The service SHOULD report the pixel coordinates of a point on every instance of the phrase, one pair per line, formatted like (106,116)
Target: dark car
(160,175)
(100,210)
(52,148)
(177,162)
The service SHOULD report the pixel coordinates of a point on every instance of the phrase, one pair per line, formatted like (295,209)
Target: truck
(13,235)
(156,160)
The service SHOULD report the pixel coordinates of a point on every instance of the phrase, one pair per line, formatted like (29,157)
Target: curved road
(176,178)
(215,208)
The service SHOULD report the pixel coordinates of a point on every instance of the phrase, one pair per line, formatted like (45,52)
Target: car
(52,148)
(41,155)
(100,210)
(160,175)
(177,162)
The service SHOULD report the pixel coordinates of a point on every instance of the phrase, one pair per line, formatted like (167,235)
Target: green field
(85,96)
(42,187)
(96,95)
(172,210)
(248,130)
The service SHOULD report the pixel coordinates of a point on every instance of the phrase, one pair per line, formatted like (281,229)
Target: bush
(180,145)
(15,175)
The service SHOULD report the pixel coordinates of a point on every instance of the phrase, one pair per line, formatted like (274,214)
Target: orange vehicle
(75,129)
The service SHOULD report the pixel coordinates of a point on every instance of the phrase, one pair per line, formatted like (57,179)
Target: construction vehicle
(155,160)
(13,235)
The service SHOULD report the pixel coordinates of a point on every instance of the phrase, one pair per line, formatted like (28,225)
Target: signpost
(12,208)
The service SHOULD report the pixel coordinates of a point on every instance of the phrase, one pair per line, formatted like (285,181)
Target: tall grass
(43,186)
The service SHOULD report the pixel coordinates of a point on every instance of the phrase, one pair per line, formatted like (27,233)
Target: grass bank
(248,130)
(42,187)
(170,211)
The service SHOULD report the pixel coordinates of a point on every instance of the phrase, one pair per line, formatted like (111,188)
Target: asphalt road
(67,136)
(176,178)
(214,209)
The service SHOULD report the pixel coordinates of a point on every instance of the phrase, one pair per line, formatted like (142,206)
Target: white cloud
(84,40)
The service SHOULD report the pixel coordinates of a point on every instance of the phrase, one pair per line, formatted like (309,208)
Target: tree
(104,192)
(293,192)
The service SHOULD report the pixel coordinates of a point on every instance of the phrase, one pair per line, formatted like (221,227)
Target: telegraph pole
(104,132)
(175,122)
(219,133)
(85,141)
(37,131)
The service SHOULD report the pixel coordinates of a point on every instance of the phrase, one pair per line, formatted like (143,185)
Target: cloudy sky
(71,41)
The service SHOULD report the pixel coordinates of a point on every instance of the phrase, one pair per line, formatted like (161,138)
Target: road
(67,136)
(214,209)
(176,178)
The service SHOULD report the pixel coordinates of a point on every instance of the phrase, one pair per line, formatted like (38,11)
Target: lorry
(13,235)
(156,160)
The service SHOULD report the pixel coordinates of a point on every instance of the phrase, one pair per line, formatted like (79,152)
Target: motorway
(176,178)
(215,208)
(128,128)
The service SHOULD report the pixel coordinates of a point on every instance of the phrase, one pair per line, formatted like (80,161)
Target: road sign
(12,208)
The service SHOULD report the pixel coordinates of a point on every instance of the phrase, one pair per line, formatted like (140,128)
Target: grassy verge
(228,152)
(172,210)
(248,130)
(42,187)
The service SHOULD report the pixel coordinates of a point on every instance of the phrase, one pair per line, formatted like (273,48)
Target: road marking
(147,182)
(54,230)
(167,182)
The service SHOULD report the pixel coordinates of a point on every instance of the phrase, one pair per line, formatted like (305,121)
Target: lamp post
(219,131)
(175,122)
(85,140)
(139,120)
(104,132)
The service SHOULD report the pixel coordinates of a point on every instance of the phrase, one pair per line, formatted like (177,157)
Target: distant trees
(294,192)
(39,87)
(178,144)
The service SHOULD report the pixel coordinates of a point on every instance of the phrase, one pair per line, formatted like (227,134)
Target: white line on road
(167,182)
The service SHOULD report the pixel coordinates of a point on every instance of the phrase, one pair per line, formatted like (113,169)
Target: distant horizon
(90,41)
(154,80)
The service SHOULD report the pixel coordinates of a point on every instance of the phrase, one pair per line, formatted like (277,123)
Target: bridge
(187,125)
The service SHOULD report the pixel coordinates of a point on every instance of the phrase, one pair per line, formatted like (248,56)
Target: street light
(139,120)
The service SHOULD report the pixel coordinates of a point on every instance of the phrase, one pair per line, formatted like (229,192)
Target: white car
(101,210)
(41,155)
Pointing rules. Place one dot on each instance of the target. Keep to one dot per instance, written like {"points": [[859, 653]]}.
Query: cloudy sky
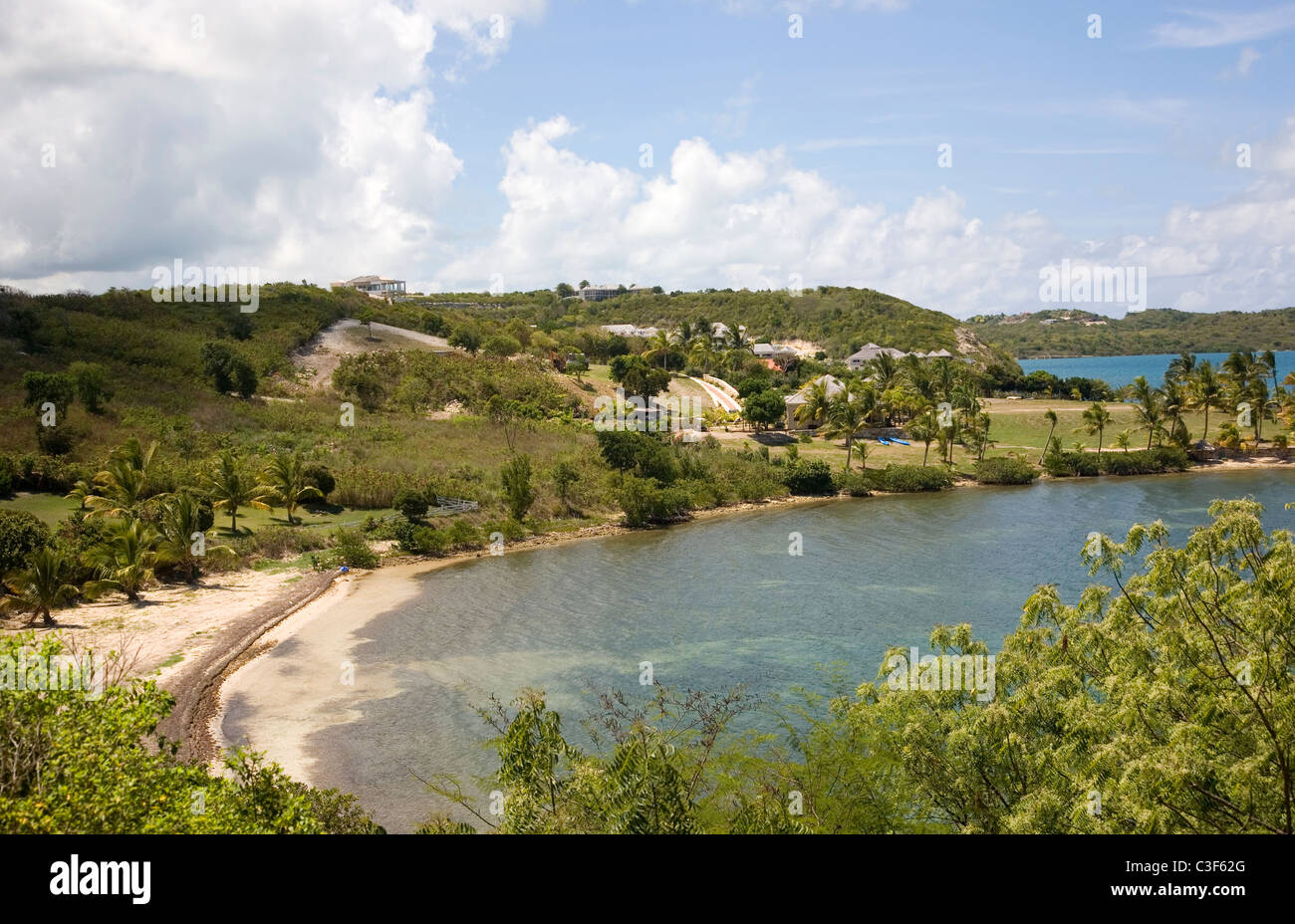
{"points": [[941, 150]]}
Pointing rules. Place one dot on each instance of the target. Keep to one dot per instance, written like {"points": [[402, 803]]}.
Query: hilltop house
{"points": [[872, 350], [794, 402], [375, 286]]}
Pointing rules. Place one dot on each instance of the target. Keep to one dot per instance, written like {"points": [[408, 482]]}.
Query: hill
{"points": [[1080, 333], [838, 320]]}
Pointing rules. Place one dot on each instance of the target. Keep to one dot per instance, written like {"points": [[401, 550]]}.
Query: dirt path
{"points": [[318, 358]]}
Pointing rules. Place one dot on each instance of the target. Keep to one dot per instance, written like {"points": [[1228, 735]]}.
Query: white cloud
{"points": [[1244, 61], [1212, 29], [755, 219], [293, 136]]}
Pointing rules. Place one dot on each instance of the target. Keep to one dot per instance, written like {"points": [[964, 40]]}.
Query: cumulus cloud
{"points": [[294, 136], [756, 220]]}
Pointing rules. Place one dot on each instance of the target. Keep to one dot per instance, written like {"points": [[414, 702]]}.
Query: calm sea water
{"points": [[1121, 370], [711, 604]]}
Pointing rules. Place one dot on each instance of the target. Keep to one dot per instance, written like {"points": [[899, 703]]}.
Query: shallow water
{"points": [[711, 604], [1121, 370]]}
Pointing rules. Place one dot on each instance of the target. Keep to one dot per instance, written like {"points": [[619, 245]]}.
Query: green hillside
{"points": [[1079, 333]]}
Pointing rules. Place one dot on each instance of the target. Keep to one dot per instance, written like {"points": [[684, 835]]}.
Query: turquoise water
{"points": [[1121, 370], [711, 604]]}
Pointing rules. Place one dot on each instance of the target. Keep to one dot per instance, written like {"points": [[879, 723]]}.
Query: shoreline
{"points": [[210, 711]]}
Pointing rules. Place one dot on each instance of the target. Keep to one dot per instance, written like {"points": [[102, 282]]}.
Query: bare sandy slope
{"points": [[318, 359]]}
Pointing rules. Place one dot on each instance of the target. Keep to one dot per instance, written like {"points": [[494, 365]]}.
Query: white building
{"points": [[599, 293], [793, 402]]}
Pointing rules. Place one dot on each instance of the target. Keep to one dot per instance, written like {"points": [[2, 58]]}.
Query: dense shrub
{"points": [[646, 501], [351, 549], [419, 540], [910, 478], [810, 476], [21, 534], [412, 504], [1004, 470], [1141, 462], [1070, 465], [854, 483], [322, 478]]}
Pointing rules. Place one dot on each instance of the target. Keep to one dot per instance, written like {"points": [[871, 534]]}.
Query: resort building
{"points": [[872, 350], [833, 385], [376, 286], [599, 293], [630, 331]]}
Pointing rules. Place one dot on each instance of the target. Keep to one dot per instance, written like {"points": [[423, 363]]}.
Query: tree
{"points": [[763, 409], [1149, 405], [56, 388], [121, 486], [1205, 392], [846, 417], [501, 346], [216, 358], [466, 337], [924, 428], [21, 534], [125, 560], [1096, 419], [816, 405], [410, 502], [92, 385], [1050, 415], [40, 587], [636, 376], [232, 488], [564, 476], [181, 526], [285, 478]]}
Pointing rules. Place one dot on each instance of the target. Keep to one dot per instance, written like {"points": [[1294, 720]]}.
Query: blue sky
{"points": [[464, 158]]}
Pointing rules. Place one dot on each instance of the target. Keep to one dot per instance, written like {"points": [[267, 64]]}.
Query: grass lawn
{"points": [[1015, 428], [51, 509]]}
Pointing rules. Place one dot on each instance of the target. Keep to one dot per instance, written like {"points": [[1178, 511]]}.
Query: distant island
{"points": [[1065, 333]]}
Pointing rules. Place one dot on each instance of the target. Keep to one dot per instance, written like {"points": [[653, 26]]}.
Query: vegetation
{"points": [[1078, 333], [1164, 705]]}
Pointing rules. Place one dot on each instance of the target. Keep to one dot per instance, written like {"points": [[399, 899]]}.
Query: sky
{"points": [[949, 153]]}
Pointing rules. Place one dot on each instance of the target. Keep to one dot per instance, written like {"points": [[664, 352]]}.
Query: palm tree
{"points": [[1050, 415], [180, 528], [702, 352], [1096, 419], [285, 478], [815, 409], [121, 486], [846, 417], [1151, 406], [39, 587], [231, 488], [660, 346], [1174, 401], [924, 428], [1205, 392], [125, 560], [79, 492]]}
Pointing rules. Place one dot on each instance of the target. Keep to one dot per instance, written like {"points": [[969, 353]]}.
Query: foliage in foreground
{"points": [[79, 764], [1162, 704]]}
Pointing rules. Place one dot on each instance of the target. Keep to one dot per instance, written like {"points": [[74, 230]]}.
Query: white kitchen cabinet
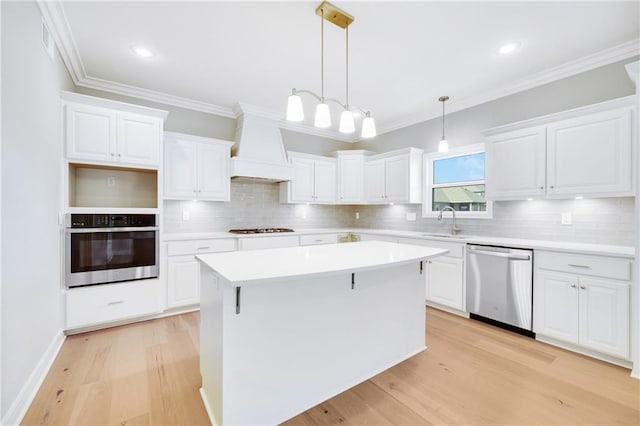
{"points": [[314, 180], [516, 164], [444, 275], [590, 155], [582, 152], [351, 176], [107, 303], [183, 270], [394, 177], [583, 300], [103, 131], [196, 168]]}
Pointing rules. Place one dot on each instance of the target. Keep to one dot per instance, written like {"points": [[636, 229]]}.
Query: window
{"points": [[456, 179]]}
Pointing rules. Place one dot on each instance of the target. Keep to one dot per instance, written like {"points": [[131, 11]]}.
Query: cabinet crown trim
{"points": [[624, 102], [116, 105]]}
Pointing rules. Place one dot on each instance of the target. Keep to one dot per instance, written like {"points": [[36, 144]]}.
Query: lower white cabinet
{"points": [[88, 306], [444, 275], [577, 301], [183, 270]]}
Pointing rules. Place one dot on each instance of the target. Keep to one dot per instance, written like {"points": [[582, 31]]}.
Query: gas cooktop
{"points": [[260, 230]]}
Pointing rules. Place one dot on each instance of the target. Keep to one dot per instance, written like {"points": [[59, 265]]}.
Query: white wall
{"points": [[31, 199]]}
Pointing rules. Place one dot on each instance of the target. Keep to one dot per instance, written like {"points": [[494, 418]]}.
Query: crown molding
{"points": [[56, 21], [605, 57], [58, 26], [153, 96]]}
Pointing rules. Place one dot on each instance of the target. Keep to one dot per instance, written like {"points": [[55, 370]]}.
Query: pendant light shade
{"points": [[347, 123], [368, 127], [295, 112], [323, 116], [340, 18], [443, 146]]}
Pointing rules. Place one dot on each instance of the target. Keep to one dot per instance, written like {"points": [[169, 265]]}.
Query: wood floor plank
{"points": [[471, 373]]}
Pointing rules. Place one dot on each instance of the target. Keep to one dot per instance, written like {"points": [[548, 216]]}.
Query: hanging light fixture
{"points": [[322, 119], [443, 146]]}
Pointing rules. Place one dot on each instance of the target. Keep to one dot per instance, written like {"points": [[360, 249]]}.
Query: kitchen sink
{"points": [[446, 236]]}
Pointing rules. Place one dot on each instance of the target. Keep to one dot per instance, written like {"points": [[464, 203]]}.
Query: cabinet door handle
{"points": [[573, 265]]}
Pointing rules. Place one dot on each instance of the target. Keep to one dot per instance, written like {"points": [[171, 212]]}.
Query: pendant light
{"points": [[443, 146], [322, 118]]}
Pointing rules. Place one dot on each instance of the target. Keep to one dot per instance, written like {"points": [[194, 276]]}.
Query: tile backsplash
{"points": [[255, 203], [601, 221]]}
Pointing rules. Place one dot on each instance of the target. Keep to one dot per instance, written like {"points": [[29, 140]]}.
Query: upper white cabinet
{"points": [[351, 176], [516, 164], [393, 177], [583, 152], [314, 180], [590, 154], [196, 168], [99, 130]]}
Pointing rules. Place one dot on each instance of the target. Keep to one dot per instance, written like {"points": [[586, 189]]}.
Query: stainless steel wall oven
{"points": [[106, 248]]}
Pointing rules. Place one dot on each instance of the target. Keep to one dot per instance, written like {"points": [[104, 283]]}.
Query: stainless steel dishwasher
{"points": [[500, 287]]}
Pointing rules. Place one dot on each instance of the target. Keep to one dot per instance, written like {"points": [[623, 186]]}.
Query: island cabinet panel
{"points": [[271, 350]]}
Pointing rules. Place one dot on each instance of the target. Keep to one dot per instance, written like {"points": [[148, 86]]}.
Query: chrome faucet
{"points": [[454, 228]]}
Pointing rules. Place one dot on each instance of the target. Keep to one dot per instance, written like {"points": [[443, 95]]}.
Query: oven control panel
{"points": [[110, 220]]}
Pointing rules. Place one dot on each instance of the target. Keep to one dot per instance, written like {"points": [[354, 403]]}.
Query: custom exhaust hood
{"points": [[259, 151]]}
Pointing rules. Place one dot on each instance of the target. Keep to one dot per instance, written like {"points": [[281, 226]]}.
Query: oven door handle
{"points": [[123, 229]]}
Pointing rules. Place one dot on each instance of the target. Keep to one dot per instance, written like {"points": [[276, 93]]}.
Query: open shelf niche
{"points": [[112, 187]]}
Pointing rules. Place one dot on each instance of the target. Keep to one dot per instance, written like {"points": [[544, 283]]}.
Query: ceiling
{"points": [[403, 56]]}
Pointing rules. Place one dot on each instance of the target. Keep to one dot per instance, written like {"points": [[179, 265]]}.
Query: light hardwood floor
{"points": [[148, 373]]}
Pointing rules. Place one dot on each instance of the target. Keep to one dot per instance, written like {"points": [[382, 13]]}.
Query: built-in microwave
{"points": [[107, 248]]}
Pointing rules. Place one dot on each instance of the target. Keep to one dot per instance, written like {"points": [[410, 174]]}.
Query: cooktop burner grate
{"points": [[260, 230]]}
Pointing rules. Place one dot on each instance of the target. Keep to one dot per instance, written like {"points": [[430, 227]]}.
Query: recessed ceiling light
{"points": [[509, 48], [141, 51]]}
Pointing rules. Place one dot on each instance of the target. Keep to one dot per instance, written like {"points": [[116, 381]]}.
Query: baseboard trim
{"points": [[25, 397]]}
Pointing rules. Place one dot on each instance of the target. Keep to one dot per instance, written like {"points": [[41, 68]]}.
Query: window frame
{"points": [[427, 195]]}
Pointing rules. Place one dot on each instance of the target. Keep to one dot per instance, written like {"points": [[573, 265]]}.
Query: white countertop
{"points": [[260, 266], [561, 246]]}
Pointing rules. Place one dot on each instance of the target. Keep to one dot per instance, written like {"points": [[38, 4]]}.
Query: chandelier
{"points": [[322, 119]]}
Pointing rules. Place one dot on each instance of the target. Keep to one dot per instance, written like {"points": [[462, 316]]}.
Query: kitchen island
{"points": [[282, 330]]}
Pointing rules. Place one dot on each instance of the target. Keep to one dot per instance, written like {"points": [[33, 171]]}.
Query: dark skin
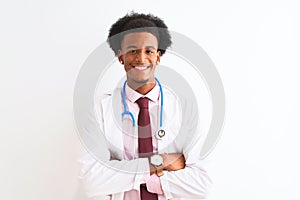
{"points": [[140, 56]]}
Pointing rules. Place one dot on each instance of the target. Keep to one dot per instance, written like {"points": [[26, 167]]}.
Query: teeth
{"points": [[141, 68]]}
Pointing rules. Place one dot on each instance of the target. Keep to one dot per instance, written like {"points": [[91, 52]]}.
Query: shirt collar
{"points": [[133, 95]]}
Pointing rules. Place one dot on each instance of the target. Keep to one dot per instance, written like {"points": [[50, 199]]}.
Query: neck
{"points": [[142, 88]]}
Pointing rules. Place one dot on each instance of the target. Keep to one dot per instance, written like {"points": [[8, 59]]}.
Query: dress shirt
{"points": [[130, 138]]}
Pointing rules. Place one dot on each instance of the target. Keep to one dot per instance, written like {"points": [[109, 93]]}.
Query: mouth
{"points": [[141, 68]]}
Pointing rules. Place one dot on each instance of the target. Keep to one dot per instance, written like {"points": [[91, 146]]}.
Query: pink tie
{"points": [[145, 141]]}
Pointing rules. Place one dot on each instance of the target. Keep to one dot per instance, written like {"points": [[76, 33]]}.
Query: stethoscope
{"points": [[159, 134]]}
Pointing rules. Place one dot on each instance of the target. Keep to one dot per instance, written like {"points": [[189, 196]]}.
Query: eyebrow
{"points": [[135, 47]]}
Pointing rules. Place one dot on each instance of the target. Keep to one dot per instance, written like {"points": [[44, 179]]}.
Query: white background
{"points": [[254, 44]]}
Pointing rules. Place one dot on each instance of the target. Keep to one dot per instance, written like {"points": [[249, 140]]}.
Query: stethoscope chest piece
{"points": [[160, 134]]}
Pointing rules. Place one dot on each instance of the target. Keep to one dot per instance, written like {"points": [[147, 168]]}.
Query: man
{"points": [[143, 165]]}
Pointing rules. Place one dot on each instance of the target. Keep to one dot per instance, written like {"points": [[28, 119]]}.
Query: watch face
{"points": [[156, 160]]}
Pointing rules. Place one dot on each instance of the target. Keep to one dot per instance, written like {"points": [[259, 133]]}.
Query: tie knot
{"points": [[143, 102]]}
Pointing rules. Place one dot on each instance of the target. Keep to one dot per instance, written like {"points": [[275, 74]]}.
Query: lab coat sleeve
{"points": [[104, 178], [192, 181], [101, 176]]}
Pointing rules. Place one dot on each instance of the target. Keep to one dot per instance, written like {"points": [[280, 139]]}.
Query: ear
{"points": [[120, 57]]}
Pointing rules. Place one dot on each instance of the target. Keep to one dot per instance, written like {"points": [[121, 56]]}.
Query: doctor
{"points": [[156, 148]]}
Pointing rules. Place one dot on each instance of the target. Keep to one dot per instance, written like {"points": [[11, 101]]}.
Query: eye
{"points": [[132, 51], [149, 51]]}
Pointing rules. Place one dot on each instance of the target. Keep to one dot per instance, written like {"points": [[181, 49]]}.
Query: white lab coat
{"points": [[103, 180]]}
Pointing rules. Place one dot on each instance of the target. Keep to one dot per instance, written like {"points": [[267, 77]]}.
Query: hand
{"points": [[173, 161]]}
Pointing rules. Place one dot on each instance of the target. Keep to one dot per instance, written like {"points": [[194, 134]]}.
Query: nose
{"points": [[140, 57]]}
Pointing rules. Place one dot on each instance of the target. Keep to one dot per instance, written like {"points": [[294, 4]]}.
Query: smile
{"points": [[141, 68]]}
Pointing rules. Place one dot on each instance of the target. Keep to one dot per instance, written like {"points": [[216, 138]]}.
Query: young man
{"points": [[151, 164]]}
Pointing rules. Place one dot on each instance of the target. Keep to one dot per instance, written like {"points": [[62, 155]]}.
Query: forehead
{"points": [[139, 40]]}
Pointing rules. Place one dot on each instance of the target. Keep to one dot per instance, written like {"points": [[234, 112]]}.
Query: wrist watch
{"points": [[157, 161]]}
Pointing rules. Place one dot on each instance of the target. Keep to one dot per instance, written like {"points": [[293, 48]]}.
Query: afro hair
{"points": [[135, 22]]}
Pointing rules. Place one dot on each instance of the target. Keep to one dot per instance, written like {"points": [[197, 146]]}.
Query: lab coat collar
{"points": [[133, 95]]}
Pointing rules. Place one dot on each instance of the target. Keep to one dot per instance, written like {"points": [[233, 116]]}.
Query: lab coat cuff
{"points": [[165, 185], [143, 169]]}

◆ ◆ ◆ ◆

### Exercise requirements
Your output is to be the lines of the listing, exact and complete, starting at the first and ending with the line that contains "formatted like (295,209)".

### Solution below
The service SHOULD report the pixel coordinates of a point on every instance of the phrase, one pair per line, formatted like (106,116)
Target: dark car
(160,175)
(100,210)
(52,148)
(177,162)
The service SHOULD report the pixel coordinates of a point on every instance of the phrase, one pair per line, formatted like (295,209)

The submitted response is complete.